Set problem:
Find each line in the listing below that contains the word "query", and copy those lines out in full.
++++++++++++++++++++
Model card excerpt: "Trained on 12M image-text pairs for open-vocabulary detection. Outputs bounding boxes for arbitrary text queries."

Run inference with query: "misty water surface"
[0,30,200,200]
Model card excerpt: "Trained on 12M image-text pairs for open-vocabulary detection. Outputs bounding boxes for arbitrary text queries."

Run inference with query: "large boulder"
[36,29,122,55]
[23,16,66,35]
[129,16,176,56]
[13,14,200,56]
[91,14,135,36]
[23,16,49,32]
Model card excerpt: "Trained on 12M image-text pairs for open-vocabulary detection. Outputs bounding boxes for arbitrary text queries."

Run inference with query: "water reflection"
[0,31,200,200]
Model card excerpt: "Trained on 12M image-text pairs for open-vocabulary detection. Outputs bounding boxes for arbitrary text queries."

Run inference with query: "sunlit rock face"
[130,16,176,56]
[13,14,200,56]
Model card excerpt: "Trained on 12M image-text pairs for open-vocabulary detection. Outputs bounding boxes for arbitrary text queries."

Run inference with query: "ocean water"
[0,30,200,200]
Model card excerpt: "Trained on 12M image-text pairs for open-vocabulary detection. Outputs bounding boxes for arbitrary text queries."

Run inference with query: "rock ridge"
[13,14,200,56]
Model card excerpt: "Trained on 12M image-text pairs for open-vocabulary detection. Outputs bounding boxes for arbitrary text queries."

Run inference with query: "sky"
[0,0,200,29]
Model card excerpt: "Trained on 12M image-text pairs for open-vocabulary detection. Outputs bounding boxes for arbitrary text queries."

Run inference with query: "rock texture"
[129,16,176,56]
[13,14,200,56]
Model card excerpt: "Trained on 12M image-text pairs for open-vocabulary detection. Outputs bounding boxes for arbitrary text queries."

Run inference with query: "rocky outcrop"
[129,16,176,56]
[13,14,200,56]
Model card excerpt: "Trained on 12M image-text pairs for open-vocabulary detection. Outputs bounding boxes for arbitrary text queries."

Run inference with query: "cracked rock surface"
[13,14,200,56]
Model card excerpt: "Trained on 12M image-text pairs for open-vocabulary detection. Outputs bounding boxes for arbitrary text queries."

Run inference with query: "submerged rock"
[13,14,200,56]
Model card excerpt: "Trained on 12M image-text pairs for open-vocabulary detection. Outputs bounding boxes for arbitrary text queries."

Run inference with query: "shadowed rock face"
++++++++++++++++++++
Response:
Run inference with query: "misty water surface"
Run inference with query: "large boulder"
Run inference with query: "water reflection"
Run inference with query: "sunlit rock face"
Run inference with query: "ocean water"
Run inference with query: "rock ridge"
Run inference with query: "sky"
Run inference with query: "rock texture"
Run inference with query: "rocky outcrop"
Run inference with query: "cracked rock surface"
Run inference with query: "submerged rock"
Run inference with query: "shadowed rock face"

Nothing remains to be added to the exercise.